PROBLEM SET:
[1] Answer these from the plug-in solar article:
(a) According to the article, what is a small system's main source of savings?
(b) Which scheme does the article name as one that can pay for exported electricity?
(c) On what date does the DESNZ consultation close?
[2] Reproduce the plug-in solar article from "Not yet legal —" to "picture and sources.", swapping "consultation" for "review".
[3] Pick up the plug-in solar article after its last sentence and carry it on.

QUOTED TEXT:
= = = = =
Can plug-in solar export to the grid?

Why surplus power can flow to the grid, why self-consumption matters most, and why a self-installed plug-in system may currently earn nothing for export.

Written and edited by Christopher Panteli

Christopher is the founder and editor of MyPlugInSolar. He oversees the site’s research standards, data tools and editorial process. He is not an electrician or solar installer, and specialist technical claims are sourced from official documentation or reviewed by appropriately qualified professionals.

It is a fair question: if a plug-in solar system makes more electricity than your home needs in a given moment, where does the extra go? The short answer is that, physically, a grid-tied system can send surplus power back towards the grid. The longer answer is that being able to export and being paid for export are two different things — and for a self-installed plug-in system today, export may earn nothing.

Self-consumption comes first

When the panels generate electricity, your home uses it first. If the fridge, router and anything else running at that moment add up to more than the panels are producing, you simply draw the difference from the grid as usual. This is self-consumption, and it is where a small system earns its keep, because every unit you use as it is generated is a unit you do not have to buy.

Then comes export

If at any moment the panels produce more than the home is using, that surplus has to go somewhere. A grid-tied microinverter is synchronised with the mains, so the excess flows back through your connection towards the grid. Generation connected to the network is normally notified to the distribution network operator under the relevant engineering recommendation. So export can happen — but whether you receive anything for it is a separate matter.

Why export may earn nothing

Being paid for exported electricity normally depends on two things: eligible export metering, and participation in a scheme such as the Smart Export Guarantee, which usually expects a certified installation. A self-installed plug-in system may have neither, in which case any surplus it sends to the grid is effectively given away. That is why we treat export income as zero by default, and why it is wise to plan around self-use rather than export earnings.

Not yet legal — consultation open

Plug-in solar is not yet legal to sell, supply or use in the UK. The DESNZ consultation opened on 16 June 2026 and closes on 30 June 2026, with a response expected by 22 July 2026. See the legal status for the full picture and sources.
= = = = =
DATA SUPPLIED:
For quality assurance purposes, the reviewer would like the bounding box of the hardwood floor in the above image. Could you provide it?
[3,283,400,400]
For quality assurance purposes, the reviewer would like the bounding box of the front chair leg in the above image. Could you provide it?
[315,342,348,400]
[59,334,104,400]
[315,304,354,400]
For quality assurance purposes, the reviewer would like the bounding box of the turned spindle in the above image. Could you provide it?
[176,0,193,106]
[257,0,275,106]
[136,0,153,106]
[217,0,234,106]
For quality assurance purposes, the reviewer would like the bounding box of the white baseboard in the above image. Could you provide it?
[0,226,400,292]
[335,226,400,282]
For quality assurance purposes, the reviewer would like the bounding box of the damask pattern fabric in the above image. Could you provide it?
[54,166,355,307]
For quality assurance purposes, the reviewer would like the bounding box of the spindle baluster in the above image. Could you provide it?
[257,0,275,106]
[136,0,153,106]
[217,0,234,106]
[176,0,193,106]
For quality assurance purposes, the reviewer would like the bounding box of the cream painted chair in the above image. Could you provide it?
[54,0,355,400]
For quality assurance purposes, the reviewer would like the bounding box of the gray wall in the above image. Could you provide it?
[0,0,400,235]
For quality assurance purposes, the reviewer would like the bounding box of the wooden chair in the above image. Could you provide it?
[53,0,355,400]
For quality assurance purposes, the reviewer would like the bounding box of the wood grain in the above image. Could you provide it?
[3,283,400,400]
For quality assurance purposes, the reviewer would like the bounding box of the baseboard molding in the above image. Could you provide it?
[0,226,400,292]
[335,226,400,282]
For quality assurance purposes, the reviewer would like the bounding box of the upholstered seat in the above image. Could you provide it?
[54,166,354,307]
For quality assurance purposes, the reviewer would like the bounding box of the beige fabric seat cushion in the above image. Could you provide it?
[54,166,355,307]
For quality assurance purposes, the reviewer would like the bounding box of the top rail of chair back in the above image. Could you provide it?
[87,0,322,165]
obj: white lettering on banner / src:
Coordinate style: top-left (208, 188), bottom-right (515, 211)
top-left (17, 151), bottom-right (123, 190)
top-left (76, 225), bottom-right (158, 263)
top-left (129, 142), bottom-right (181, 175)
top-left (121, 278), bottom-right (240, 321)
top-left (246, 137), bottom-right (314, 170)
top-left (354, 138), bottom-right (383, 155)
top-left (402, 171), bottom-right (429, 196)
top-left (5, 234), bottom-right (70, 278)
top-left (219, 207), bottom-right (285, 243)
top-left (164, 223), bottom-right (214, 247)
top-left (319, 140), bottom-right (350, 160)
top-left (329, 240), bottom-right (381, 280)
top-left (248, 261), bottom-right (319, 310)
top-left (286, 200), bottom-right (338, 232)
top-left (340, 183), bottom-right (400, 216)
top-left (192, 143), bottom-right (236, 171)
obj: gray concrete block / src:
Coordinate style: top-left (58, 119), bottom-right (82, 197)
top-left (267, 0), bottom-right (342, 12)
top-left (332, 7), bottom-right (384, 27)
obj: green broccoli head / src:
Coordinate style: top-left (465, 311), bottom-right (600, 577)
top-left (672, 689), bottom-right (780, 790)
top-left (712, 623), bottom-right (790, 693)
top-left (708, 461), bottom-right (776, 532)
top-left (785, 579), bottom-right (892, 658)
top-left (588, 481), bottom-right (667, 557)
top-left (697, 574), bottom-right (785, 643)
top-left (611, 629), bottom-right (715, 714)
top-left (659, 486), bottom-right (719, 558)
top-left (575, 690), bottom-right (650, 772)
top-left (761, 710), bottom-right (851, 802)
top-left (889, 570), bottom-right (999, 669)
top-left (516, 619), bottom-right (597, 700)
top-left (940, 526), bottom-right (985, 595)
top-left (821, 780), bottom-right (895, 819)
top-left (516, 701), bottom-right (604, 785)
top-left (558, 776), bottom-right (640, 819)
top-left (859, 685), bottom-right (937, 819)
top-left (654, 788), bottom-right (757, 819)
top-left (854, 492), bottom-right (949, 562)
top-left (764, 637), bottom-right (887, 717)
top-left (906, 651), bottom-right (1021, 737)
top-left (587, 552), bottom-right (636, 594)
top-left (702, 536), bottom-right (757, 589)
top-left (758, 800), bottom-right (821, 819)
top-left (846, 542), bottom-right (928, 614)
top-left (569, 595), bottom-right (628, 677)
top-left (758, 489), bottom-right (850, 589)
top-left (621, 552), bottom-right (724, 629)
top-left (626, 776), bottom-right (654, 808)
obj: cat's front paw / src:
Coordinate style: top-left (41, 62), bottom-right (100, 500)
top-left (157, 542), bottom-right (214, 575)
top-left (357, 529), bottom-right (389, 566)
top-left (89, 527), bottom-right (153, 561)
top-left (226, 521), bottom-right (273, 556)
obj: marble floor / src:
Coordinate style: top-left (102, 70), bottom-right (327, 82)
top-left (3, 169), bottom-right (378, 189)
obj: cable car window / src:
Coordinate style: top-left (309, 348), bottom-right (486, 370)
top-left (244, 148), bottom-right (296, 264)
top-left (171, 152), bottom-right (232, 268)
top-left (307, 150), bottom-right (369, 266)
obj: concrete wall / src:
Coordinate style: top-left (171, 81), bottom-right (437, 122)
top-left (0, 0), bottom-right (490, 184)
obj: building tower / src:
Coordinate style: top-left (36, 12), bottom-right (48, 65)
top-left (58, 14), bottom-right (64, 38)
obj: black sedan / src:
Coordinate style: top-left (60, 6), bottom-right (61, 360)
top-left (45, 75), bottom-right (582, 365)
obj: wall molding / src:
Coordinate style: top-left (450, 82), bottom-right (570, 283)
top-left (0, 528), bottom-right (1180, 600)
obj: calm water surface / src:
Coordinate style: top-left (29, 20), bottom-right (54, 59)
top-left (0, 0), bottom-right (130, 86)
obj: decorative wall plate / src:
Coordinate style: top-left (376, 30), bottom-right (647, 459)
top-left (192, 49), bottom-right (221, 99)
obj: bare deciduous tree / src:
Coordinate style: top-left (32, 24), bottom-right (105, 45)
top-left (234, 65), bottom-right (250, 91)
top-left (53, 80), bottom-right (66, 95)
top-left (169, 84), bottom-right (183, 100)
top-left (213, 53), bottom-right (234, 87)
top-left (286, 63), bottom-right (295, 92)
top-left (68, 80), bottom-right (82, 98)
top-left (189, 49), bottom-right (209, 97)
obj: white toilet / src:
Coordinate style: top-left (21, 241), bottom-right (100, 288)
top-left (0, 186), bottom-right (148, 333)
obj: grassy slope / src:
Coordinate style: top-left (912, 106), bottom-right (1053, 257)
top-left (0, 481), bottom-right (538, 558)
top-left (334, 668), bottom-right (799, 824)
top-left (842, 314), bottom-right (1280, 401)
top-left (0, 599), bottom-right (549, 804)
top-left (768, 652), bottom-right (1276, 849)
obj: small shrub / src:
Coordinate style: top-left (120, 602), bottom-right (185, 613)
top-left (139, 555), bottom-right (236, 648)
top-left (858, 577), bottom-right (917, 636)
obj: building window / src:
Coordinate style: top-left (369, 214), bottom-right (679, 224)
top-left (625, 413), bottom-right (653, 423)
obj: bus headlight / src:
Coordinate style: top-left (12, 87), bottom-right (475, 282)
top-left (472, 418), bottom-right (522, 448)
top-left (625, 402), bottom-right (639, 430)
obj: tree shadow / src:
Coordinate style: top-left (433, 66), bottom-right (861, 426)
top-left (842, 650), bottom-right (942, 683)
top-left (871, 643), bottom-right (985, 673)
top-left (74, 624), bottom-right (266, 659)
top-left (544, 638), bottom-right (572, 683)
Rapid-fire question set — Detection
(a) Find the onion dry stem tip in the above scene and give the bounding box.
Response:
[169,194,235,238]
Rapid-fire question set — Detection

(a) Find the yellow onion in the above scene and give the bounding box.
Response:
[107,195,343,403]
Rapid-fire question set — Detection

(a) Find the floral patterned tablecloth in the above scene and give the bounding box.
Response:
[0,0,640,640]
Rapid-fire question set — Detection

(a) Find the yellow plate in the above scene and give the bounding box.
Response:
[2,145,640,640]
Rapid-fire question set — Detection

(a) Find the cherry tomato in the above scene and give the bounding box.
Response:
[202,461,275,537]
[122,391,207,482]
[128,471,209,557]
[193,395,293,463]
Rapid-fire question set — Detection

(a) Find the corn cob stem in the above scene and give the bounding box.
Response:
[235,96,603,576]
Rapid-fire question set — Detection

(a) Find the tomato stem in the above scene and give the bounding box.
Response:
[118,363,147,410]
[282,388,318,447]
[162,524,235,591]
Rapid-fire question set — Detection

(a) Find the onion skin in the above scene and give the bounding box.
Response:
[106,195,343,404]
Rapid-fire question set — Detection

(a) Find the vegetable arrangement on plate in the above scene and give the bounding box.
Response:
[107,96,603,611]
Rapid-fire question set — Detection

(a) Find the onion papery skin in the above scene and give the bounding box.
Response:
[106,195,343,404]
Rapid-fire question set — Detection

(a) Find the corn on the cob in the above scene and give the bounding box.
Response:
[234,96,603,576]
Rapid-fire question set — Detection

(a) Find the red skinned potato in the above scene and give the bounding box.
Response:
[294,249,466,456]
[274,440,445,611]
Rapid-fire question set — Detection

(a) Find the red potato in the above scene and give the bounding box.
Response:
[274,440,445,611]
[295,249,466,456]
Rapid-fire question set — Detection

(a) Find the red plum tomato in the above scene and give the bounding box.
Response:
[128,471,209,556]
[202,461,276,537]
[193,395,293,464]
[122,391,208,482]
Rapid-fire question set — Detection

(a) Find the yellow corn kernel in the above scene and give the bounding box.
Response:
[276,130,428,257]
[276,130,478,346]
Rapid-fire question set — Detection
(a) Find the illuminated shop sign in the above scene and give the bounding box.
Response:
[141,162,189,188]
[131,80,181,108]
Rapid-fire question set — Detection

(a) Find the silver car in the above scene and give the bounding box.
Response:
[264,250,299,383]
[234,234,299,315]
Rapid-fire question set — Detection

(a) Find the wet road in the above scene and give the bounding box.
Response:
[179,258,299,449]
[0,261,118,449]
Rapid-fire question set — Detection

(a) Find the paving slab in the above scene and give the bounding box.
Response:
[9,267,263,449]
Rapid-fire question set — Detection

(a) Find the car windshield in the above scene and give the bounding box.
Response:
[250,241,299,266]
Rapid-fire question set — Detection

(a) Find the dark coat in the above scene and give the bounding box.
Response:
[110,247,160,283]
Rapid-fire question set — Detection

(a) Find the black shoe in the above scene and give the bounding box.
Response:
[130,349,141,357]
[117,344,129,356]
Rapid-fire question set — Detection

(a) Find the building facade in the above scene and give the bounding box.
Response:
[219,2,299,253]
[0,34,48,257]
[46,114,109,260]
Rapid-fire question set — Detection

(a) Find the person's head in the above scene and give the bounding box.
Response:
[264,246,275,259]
= = = = =
THE REPLIES:
[1]
(a) Self-consumption: every unit used as it is generated is a unit that does not have to be bought.
(b) The Smart Export Guarantee.
(c) 30 June 2026.

[2]
Not yet legal — review open

Plug-in solar is not yet legal to sell, supply or use in the UK. The DESNZ review opened on 16 June 2026 and closes on 30 June 2026, with a response expected by 22 July 2026. See the legal status for the full picture and sources.

[3]
What might change

How export, metering and scheme participation should work for plug-in systems is among the points the Government consultation may consider. Until any new rules are confirmed, the sensible assumption is that a self-installed plug-in system earns nothing for export, so its value comes from offsetting daytime background use. For more on whether the SEG could ever apply, see our guide to the Smart Export Guarantee.

Frequently asked questions

Can plug-in solar physically push power to the grid?
Yes, in principle. A grid-tied microinverter synchronises with the mains, so if the panels generate more than your home is using at that moment, the surplus flows back through your connection towards the grid. The question is not whether it can flow, but whether you are paid for it.
Why might a plug-in system earn nothing for export?
Export payments normally require eligible metering and participation in a scheme such as the Smart Export Guarantee, which usually expects a certified installation. A self-installed plug-in system may meet none of these, so any surplus it exports can currently earn nothing.
What is self-consumption?
Self-consumption is the electricity you use in your home at the same moment it is generated. It is where the real value of a small system lies, because it directly offsets electricity you would otherwise buy. Only what you do not use is exported.
Could the rules change?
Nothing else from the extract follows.